## [Records to process]
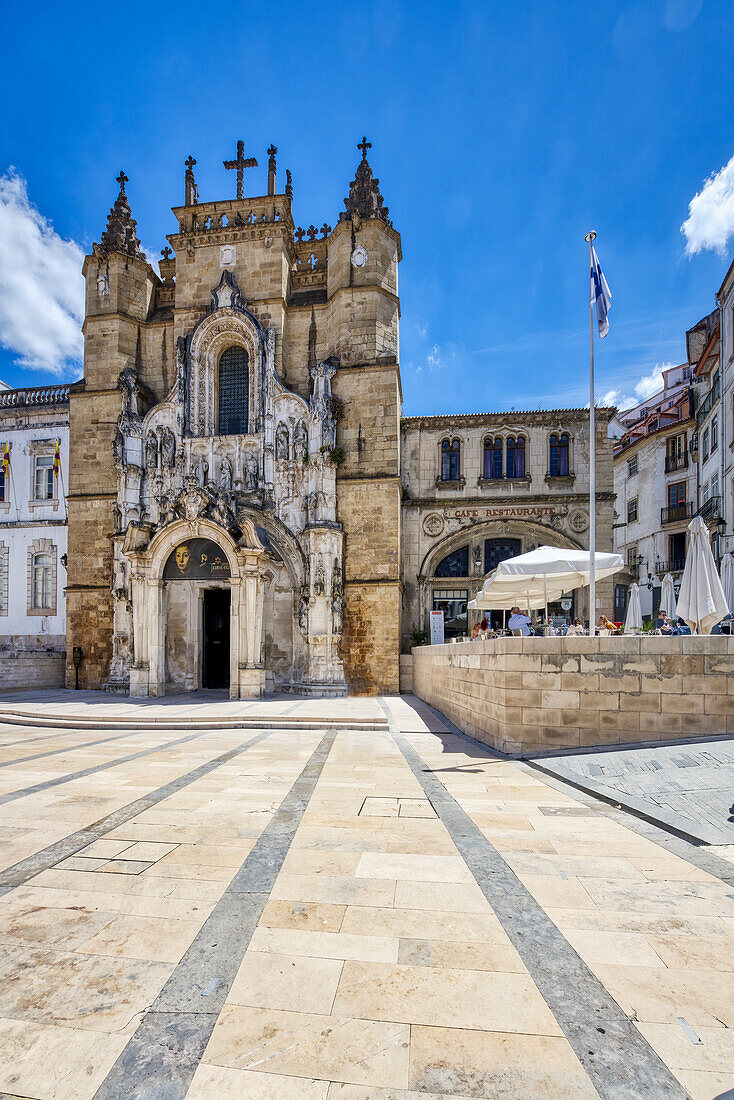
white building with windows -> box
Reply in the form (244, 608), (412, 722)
(716, 262), (734, 552)
(614, 363), (698, 622)
(0, 385), (69, 691)
(401, 408), (614, 650)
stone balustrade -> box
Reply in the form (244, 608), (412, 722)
(413, 635), (734, 755)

## [Task objective]
Put the lines above into a numbered list, skipping any blank lines and leaving the pictures out.

## [Exercise response]
1. white building with windows -> box
2. Reply in the form (244, 608), (412, 722)
3. (716, 262), (734, 552)
4. (614, 363), (698, 622)
5. (0, 385), (69, 691)
6. (401, 408), (614, 650)
7. stone balustrade -> box
8. Reply in the form (244, 608), (412, 722)
9. (413, 635), (734, 755)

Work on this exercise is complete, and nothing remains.